* **Задание 1**:
Ответьте «да» или «нет» на каждое утверждение и приведите дословно слова из текста, которые это решают.
(a) Самым сильным инструментом в жизни назван кульман, то есть чертежная доска.
(b) В отделе все рисовали в основном 4-мягкими карандашами.
(c) Курсовые тушью начали делать только с третьего курса.
* **Задание 2**:
Ответьте по тексту на три вопроса.
(a) В честь кого назван кульман?
(b) Чем, кроме натфилька, можно заточить карандаш для размерных линий?
(c) В конце какого курса в хороших вузах сдают теормех?
* **Задание 3**:
Перепишите из текста без изменений кусок, который начинается словами «Вот знаете, давно» и заканчивается словами «прикнопленного по уголкам.».

* **Текст**:
═══

Вот знаете, давно проживаю на свете. И теперь сложилось странное впечатление, что самый сильный инструмент, который мне судьбинушка вручила в руки - вовсе не семья, не рота химзащиты, которой пришлось командовать где-то там, не мозги, которые Господь по своему разумению вложил в мою голову, не листы бумаги, на которых приходилось писать буквы и слова, не житейские обстоятельства, которые удавалось иногда разрешить удачно, не фоно или гитарка, на которой поигрывал после скрипки, допустим, по схемам переборов Каркасси и Сеговия или в нынешней электрической технике с лигами от 16 лада до обращенных аккордов на открытых струнах... Самый сильный инструмент, который мне вручали... Да, самый сильный - это чертежная доска, поставленная на тяжелую станину, с навешенным пантографом, и с листом ватмана, прикнопленного по уголкам.
В целом это называлось - кульман, в честь какого-то немецкого, кажется, инженера, который придумал пантографные линейки с противовесом, чтобы эти линейки ходили легко по бумаге. Разумеется, в нашем отделе в плоском ящике стояли листы бумаги, иногда - грязноватые и тонкие, иногда настоящие госзнаковские с волнующимися краями от отливки бумаги под отжимными прессами, иногда - вовсе такие драные, что пробивались локтем, стоило на них чуть опереться. Конечно, были еще кучи карандашей, от 4-мягких, до 5-твердых, хотя все рисовали, кажется, просто М, ТМ и 2Т. Карандаши научивались точить уже с первых попыток сдавать зачеты на кафедре черчения. Некоторые девченки еще в институте полировали карандаши плоскими натфильками, но это было уже слишком, карандаш можно заточить для размерных линий и простым ножом. На балкон выходишь, и аккуратно грифель поставишь на ограждение, снимешь ширину, сдуешь грифельную стружку, и пожалуйста - черти себе хоть в четверть миллиметра линию.
Это я о чертежности в институте. Уже с курса первого нас заставили гонять тушью какие-то курсовые по шрифтам, по ГОСТовским нормам, по осевым построям, по болтиковым или гаечным резьбам, по сборкам на бумаге. Вот это было забавно, рисуешь, а потом начинаешь в голове собирать сборку (это не тавтология, а тех-термин), и получается, что собрать ее - невозможно. Кстати, довольно сильный урок, мне приходилось видеть, как изрядно обученные преподы подзывали чуть не всю группу на изображение, допустим, теормеховского листа (теормех - теория механизмов и машин, такая наука, которая рассчитывает действия, силы, линейные и крутильные движения и позиции движений от самых простых механизмов, вроде редукторов или линейных домкратов, до сложных, почти как механическая рука Терминатора из кино, в хороших ВУЗах сдается в конце второго курса), чтобы коллективно мы разрешили - собирается эта штуковина, или невозможно.

═══

* **Материал**:
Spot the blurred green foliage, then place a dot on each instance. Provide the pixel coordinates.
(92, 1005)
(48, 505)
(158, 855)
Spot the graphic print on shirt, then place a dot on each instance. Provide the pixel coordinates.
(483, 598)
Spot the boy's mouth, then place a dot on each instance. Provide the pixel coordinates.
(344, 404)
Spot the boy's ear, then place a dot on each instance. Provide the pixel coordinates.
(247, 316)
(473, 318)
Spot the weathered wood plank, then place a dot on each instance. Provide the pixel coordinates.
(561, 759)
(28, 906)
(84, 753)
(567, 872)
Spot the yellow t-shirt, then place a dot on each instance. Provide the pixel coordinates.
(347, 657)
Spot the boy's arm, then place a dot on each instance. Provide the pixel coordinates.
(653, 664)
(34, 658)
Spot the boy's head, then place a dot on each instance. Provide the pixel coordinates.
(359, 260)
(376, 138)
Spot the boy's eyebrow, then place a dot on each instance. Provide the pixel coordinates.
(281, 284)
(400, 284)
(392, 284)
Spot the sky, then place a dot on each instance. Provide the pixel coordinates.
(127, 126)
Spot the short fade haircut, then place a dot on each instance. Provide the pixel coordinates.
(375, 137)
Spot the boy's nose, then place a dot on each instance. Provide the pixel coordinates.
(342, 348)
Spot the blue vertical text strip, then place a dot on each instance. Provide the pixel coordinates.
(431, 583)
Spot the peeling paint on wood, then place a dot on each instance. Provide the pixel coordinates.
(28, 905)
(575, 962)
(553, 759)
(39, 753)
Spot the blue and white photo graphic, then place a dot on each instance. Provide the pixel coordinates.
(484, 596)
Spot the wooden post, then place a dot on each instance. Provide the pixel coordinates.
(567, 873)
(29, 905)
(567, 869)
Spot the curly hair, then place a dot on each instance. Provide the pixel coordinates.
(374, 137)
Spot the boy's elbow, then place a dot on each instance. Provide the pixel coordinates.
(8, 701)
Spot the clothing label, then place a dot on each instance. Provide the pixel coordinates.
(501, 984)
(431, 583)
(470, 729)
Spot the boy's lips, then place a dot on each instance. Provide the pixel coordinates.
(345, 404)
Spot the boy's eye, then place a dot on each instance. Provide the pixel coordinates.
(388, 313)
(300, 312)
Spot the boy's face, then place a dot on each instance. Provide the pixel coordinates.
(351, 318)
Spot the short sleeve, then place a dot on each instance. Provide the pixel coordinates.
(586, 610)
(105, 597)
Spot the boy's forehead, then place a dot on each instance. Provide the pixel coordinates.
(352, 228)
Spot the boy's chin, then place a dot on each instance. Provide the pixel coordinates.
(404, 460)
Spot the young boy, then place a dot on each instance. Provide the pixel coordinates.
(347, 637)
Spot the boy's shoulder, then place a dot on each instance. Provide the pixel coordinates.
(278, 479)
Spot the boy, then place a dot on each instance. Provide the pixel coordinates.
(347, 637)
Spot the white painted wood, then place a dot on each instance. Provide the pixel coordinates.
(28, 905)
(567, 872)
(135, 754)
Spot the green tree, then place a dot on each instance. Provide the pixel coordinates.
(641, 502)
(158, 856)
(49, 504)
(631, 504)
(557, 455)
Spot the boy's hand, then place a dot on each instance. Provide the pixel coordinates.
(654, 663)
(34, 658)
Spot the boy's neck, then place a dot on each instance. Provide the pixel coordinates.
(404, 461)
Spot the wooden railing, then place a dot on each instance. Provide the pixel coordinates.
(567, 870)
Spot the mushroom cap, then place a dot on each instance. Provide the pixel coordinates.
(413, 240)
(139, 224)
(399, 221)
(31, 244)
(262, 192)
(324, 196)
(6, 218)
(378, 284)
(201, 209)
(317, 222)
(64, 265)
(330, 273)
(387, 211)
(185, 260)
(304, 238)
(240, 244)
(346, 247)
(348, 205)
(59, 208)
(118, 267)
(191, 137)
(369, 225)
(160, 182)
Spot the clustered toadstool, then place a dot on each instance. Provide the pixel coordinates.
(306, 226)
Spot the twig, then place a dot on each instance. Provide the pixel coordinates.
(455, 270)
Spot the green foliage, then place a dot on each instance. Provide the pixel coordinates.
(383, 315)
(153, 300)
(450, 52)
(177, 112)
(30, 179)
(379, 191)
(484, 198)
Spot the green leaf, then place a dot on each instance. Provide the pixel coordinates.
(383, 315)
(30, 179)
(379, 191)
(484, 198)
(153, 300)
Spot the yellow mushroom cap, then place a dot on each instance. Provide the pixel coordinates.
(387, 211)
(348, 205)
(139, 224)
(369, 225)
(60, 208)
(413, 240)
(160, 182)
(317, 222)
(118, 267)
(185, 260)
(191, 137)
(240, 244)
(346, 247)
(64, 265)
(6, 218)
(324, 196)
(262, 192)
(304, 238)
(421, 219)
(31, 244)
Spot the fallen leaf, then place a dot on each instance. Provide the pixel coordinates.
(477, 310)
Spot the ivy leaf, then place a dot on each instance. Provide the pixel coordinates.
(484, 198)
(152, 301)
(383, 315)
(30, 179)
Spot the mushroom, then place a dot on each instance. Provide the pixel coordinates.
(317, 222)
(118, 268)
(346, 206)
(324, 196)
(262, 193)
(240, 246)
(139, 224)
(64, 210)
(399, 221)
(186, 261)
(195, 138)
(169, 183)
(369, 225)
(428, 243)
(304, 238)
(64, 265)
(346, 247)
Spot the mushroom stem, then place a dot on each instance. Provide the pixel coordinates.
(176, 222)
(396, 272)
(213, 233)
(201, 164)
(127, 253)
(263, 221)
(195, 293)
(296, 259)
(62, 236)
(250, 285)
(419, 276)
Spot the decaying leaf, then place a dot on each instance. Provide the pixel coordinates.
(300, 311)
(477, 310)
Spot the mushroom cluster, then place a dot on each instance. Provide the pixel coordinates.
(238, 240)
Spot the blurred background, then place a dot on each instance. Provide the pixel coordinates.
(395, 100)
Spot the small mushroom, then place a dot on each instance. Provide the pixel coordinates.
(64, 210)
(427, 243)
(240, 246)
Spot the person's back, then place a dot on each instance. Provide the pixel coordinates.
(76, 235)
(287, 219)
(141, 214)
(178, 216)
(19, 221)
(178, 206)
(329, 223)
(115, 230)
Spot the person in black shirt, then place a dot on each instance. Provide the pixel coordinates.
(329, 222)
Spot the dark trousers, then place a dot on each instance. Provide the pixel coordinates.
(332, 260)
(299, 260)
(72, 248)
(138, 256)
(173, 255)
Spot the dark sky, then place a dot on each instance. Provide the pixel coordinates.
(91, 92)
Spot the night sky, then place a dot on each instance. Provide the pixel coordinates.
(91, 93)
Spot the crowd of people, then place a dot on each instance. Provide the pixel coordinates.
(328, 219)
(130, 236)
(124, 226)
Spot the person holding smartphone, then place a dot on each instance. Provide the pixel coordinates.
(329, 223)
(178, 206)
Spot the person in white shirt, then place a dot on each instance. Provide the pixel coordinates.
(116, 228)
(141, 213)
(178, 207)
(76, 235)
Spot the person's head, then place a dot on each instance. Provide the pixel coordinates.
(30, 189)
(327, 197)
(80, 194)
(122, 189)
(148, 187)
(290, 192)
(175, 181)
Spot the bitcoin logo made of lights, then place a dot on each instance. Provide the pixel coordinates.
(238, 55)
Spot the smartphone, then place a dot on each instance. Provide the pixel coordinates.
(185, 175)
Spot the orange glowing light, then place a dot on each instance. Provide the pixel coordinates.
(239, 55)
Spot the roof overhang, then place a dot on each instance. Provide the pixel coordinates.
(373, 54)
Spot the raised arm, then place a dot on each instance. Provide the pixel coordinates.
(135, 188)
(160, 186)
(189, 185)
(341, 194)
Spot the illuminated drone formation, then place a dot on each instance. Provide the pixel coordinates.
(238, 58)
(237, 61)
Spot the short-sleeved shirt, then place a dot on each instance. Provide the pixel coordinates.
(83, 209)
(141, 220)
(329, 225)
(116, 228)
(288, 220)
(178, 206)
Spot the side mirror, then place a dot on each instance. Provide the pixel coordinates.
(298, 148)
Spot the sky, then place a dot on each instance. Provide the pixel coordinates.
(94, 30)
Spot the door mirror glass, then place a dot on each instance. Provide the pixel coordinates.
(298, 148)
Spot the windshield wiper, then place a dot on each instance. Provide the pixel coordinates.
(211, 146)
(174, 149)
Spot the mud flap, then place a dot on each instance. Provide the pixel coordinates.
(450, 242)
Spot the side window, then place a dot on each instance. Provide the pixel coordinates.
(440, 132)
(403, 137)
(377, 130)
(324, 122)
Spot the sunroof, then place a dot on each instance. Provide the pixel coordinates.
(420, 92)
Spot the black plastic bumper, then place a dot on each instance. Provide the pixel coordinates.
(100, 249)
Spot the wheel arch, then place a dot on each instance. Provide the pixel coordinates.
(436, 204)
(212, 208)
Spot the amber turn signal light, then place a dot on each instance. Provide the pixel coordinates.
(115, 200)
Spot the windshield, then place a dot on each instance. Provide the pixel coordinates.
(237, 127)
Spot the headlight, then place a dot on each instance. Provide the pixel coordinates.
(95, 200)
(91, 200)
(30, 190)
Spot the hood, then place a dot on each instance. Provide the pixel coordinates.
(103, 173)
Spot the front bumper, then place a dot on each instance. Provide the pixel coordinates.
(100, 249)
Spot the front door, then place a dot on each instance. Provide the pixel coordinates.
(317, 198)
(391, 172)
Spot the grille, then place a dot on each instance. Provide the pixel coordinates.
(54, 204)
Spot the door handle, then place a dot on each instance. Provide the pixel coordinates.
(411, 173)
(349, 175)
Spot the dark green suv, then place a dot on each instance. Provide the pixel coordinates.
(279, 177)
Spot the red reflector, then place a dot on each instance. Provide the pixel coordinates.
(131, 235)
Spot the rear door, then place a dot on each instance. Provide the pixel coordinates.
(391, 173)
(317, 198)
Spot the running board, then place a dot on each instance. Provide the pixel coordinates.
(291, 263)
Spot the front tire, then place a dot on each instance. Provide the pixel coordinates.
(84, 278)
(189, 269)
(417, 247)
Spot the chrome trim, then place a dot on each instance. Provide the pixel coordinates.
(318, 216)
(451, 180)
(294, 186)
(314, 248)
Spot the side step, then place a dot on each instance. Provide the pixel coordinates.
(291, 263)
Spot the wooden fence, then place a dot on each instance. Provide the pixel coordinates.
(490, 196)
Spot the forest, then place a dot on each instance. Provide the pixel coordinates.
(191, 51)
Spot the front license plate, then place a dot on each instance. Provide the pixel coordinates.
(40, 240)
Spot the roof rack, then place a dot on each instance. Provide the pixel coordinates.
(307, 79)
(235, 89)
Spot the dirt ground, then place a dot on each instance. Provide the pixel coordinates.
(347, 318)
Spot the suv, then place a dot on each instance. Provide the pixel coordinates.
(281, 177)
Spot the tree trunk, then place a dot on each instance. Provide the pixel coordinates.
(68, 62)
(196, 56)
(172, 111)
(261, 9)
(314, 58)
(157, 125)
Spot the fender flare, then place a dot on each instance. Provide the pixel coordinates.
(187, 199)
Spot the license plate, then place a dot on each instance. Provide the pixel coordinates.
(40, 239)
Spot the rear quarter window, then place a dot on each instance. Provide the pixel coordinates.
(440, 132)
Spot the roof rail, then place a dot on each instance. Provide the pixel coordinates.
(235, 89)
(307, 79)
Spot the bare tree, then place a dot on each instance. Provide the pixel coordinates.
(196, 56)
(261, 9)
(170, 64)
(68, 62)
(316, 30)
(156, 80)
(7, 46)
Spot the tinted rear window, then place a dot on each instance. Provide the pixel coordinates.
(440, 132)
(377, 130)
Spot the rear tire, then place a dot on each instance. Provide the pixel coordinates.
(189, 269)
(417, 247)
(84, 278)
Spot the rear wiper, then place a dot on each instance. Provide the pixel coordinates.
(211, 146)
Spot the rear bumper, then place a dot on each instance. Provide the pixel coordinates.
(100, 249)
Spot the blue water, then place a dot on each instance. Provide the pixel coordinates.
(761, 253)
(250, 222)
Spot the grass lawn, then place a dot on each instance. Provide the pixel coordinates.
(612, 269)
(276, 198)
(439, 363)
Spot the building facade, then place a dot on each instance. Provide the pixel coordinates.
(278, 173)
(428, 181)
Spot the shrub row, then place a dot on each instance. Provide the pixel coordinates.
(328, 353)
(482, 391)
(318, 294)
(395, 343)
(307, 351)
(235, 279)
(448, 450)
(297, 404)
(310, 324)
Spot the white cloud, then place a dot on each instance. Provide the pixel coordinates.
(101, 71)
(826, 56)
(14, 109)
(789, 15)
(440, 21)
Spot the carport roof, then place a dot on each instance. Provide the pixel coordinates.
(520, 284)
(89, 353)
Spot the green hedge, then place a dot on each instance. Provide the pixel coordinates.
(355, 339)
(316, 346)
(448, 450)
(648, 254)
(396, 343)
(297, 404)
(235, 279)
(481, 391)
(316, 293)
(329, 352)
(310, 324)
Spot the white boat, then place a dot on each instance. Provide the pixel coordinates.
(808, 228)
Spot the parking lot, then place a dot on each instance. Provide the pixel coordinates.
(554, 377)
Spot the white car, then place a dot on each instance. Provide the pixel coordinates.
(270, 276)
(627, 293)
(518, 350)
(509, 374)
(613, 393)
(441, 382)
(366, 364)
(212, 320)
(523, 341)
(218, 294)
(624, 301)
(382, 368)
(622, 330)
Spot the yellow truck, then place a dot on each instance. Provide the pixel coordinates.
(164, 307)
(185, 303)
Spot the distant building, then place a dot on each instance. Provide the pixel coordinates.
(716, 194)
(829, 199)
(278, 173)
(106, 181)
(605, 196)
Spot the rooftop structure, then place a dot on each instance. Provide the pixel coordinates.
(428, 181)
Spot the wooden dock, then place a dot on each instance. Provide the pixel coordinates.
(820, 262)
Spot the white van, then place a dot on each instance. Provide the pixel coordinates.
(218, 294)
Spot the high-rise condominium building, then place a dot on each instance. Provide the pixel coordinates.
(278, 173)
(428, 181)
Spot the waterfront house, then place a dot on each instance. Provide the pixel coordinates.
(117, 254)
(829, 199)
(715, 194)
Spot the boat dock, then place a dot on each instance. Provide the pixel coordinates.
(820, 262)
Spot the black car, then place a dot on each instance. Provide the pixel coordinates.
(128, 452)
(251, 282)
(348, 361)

═══

* **Ответ 1**:
(a) Да: «самый сильный - это чертежная доска, поставленная на тяжелую станину, с навешенным пантографом, и с листом ватмана, прикнопленного по уголкам».
(b) Нет: «хотя все рисовали, кажется, просто М, ТМ и 2Т».
(c) Нет: «Уже с курса первого нас заставили гонять тушью какие-то курсовые».

* **Ответ 2**:
(a) В честь какого-то немецкого, кажется, инженера, который придумал пантографные линейки с противовесом.
(b) Простым ножом.
(c) В конце второго курса.

* **Ответ 3**:
Вот знаете, давно проживаю на свете. И теперь сложилось странное впечатление, что самый сильный инструмент, который мне судьбинушка вручила в руки - вовсе не семья, не рота химзащиты, которой пришлось командовать где-то там, не мозги, которые Господь по своему разумению вложил в мою голову, не листы бумаги, на которых приходилось писать буквы и слова, не житейские обстоятельства, которые удавалось иногда разрешить удачно, не фоно или гитарка, на которой поигрывал после скрипки, допустим, по схемам переборов Каркасси и Сеговия или в нынешней электрической технике с лигами от 16 лада до обращенных аккордов на открытых струнах... Самый сильный инструмент, который мне вручали... Да, самый сильный - это чертежная доска, поставленная на тяжелую станину, с навешенным пантографом, и с листом ватмана, прикнопленного по уголкам.